## Written exercise
Update the listing lines between the one containing "Where can the broken" and the one containing "pixel 392 341", inclusive, by changing "broken wooden bench" to "damaged wooden bench" and keeping everything else the same. Give back only those lines.

## Extracted entries
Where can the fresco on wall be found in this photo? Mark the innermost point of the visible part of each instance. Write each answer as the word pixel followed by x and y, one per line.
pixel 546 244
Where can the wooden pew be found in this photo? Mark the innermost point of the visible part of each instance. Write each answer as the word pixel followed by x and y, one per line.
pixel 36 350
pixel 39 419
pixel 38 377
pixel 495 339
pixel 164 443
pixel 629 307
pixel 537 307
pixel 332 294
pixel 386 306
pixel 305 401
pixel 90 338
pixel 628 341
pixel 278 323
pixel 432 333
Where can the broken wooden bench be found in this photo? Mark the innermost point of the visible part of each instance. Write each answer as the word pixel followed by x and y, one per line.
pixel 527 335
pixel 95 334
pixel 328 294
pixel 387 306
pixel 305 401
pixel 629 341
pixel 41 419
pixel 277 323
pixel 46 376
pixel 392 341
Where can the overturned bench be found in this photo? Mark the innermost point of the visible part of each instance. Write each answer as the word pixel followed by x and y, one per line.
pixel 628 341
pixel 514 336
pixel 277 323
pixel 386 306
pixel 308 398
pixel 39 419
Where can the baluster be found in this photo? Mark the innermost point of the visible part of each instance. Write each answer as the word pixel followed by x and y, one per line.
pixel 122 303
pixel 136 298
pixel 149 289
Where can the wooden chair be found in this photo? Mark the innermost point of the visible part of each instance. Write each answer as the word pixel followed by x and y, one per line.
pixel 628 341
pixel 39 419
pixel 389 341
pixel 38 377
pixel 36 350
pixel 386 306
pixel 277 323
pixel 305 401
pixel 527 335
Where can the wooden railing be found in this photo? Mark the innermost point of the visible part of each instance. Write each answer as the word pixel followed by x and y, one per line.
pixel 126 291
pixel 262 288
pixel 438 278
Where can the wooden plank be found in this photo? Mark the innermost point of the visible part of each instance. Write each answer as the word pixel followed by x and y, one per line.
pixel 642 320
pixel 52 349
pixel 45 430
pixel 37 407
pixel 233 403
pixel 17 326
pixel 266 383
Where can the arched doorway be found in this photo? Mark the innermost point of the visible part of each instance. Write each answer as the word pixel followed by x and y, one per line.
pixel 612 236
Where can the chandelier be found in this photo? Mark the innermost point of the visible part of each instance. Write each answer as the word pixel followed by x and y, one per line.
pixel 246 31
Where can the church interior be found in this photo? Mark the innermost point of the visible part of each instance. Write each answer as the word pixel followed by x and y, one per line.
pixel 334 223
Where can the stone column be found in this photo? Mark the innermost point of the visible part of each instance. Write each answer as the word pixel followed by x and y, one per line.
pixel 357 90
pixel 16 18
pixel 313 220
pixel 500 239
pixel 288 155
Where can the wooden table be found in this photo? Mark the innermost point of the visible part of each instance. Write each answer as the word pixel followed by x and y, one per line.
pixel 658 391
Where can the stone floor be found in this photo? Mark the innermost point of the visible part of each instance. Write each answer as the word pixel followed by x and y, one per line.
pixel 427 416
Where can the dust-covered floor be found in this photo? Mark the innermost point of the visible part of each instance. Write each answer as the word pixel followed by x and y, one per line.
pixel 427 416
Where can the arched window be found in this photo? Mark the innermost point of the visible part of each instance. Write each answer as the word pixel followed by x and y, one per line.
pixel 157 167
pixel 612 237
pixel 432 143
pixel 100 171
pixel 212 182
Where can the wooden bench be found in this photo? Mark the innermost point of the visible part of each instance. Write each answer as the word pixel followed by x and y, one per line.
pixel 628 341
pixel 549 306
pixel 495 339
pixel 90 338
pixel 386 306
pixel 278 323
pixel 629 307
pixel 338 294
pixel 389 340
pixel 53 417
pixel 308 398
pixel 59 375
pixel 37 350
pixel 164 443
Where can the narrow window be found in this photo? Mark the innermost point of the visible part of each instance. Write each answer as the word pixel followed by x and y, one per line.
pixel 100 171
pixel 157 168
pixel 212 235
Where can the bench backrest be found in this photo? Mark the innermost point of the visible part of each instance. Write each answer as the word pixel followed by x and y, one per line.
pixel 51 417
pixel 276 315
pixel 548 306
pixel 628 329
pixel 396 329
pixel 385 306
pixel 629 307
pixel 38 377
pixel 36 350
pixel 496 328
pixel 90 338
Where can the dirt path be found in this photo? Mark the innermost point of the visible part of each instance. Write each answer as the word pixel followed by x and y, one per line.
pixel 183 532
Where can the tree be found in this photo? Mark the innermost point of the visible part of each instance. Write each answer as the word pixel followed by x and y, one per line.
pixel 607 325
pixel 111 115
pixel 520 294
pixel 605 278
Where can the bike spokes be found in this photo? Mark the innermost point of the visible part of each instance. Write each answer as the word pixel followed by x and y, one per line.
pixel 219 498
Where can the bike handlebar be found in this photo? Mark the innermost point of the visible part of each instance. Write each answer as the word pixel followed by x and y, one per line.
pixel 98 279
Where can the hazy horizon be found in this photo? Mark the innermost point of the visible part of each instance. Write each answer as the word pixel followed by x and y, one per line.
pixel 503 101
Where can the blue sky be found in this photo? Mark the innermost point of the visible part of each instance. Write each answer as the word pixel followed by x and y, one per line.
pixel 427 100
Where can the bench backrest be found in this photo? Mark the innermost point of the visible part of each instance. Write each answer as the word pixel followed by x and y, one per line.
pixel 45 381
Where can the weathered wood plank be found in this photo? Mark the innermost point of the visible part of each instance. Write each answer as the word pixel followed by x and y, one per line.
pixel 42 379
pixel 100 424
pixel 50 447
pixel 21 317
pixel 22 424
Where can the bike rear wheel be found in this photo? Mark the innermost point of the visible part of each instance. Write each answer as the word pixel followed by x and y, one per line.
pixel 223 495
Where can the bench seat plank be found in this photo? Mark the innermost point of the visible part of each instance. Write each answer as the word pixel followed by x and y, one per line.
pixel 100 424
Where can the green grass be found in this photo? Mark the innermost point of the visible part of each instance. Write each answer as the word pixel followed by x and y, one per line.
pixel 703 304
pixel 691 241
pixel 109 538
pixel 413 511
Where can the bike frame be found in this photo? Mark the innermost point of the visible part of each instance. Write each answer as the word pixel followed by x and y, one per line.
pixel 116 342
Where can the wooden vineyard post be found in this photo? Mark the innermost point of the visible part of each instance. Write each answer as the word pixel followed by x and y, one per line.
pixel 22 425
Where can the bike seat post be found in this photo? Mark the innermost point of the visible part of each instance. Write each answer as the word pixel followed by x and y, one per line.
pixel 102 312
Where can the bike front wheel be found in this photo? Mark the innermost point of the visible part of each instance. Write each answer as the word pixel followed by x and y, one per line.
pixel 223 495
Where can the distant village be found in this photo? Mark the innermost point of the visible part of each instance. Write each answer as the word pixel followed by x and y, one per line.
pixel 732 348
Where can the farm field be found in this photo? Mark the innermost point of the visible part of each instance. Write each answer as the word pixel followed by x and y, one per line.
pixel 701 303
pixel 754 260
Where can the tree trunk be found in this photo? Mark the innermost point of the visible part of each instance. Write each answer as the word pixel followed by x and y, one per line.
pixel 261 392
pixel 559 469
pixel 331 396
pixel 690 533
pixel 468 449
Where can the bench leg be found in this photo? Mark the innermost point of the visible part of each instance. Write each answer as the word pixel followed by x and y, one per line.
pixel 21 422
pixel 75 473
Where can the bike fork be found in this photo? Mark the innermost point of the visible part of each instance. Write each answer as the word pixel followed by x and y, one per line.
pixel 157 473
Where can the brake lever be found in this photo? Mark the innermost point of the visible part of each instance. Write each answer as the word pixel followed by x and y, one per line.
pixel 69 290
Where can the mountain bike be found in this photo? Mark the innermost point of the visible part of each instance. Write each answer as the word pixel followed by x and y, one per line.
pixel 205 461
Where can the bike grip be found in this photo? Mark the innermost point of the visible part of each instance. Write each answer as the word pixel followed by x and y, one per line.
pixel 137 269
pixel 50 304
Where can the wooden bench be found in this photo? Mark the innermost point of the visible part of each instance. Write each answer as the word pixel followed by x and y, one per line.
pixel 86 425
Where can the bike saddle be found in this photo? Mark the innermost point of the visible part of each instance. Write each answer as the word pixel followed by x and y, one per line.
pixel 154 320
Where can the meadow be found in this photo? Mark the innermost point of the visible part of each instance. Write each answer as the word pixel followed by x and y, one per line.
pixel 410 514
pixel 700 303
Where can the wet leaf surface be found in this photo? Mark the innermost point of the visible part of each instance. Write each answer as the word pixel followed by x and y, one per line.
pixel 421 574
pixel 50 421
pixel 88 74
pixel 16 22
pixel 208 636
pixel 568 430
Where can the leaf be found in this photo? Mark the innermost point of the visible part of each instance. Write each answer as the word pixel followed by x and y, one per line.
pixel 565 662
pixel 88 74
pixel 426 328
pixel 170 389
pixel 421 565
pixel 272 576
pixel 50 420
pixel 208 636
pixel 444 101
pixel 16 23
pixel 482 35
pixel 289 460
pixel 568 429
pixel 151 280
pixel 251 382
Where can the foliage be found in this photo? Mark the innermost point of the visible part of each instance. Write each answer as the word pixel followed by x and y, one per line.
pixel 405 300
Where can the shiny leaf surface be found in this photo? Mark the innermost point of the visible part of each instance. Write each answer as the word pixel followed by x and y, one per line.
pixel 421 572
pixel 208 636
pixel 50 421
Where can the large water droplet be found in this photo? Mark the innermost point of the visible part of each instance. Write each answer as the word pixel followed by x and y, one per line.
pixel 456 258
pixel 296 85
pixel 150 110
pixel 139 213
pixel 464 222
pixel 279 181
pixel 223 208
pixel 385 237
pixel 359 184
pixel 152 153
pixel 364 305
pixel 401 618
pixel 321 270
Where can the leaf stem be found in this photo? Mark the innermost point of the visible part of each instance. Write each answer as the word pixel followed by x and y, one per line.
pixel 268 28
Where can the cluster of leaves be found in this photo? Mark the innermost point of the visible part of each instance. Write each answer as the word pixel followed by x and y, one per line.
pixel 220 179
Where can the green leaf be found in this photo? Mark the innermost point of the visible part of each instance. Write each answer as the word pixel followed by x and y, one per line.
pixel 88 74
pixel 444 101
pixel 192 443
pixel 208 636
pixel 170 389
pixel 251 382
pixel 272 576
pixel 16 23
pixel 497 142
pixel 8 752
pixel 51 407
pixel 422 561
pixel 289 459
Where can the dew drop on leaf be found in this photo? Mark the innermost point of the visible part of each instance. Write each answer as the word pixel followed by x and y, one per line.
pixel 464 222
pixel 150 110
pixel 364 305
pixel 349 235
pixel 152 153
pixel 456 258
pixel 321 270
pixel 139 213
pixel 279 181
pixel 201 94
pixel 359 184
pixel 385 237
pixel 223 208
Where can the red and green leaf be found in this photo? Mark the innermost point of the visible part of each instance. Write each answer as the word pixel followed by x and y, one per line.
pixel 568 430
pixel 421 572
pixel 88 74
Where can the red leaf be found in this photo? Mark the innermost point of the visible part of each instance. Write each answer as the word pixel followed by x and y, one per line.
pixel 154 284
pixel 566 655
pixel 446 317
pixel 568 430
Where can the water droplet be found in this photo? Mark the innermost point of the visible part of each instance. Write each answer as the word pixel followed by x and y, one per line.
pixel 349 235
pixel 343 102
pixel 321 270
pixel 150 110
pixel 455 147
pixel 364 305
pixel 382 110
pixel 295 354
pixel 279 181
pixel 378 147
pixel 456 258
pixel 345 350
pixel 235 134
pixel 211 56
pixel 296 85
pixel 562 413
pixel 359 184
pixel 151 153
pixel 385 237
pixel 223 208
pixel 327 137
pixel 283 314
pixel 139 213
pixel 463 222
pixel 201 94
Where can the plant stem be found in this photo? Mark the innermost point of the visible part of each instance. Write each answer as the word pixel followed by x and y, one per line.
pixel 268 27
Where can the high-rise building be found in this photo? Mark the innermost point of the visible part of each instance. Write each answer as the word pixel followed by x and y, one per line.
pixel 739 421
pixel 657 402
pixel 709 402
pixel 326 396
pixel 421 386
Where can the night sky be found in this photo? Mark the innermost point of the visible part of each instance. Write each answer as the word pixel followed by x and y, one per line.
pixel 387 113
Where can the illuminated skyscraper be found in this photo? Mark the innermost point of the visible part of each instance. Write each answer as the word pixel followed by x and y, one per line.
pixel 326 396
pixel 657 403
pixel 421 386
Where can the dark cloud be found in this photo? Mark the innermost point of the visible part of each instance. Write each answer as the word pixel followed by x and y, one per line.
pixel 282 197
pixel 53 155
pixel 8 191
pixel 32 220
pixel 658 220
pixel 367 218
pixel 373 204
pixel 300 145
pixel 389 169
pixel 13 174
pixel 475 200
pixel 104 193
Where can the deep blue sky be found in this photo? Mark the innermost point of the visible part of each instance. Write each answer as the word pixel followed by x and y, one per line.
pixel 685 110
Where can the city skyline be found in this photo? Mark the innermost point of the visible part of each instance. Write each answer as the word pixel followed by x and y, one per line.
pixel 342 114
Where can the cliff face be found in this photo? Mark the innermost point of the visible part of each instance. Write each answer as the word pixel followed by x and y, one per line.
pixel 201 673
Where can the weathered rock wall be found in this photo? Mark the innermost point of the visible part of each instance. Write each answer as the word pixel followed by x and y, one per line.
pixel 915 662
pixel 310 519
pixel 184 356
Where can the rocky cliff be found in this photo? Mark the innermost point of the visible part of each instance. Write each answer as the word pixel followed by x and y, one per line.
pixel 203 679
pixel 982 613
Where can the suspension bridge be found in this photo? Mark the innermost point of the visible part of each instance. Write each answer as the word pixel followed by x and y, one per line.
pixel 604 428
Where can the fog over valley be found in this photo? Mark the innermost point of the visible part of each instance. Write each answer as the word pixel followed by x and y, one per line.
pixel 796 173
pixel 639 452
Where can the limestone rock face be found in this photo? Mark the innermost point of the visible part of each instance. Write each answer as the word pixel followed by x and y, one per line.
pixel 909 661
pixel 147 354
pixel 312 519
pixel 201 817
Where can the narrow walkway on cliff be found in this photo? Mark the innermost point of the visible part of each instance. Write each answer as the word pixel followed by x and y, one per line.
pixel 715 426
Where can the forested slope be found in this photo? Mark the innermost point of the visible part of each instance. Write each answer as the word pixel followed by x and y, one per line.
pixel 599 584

## Solution to the problem
Where can the damaged wooden bench be found in this photo? Mark the innermost point of the visible part of each instance. Write each answer as the word pixel followed by x and y, one per line.
pixel 527 335
pixel 95 334
pixel 328 294
pixel 387 306
pixel 305 401
pixel 629 341
pixel 41 419
pixel 277 323
pixel 46 376
pixel 392 341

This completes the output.